[start of EXCERPTED RECORDS]

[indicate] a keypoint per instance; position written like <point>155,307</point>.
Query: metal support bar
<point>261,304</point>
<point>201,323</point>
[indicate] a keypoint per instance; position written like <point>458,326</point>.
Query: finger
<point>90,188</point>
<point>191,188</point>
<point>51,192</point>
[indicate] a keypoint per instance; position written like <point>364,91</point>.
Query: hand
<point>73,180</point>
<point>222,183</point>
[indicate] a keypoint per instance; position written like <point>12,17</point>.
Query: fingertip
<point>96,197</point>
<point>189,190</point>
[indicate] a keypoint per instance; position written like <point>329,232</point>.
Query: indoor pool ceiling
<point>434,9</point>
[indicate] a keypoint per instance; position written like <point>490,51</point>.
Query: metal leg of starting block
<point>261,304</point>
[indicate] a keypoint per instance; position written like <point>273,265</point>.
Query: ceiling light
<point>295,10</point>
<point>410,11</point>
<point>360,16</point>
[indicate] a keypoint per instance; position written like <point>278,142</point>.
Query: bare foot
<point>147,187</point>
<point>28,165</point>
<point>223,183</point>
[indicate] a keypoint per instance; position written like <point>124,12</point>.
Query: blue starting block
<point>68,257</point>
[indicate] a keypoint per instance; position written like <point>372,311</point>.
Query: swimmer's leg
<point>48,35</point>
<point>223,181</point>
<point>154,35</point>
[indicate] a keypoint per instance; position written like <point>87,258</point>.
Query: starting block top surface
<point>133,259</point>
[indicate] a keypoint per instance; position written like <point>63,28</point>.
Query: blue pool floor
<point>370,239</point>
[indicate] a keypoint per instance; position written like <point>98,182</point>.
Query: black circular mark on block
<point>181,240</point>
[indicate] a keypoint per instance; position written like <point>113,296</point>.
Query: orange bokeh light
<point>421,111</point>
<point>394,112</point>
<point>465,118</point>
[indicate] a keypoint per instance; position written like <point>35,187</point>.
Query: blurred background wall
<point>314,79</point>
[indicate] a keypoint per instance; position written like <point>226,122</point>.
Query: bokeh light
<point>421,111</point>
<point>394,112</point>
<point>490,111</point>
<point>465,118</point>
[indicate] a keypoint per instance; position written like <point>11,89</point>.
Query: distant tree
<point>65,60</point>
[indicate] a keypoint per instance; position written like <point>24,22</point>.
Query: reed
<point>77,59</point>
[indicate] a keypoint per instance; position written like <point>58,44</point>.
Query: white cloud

[end of EXCERPTED RECORDS]

__DESCRIPTION OF THE TASK__:
Render as a JSON list of strings the lines from the one containing "written like <point>58,44</point>." through the final line, one string per line and with blank lines omitted.

__ANSWER TO THE TASK__:
[
  "[indicate] a keypoint per instance; position written like <point>58,44</point>.",
  "Query: white cloud"
]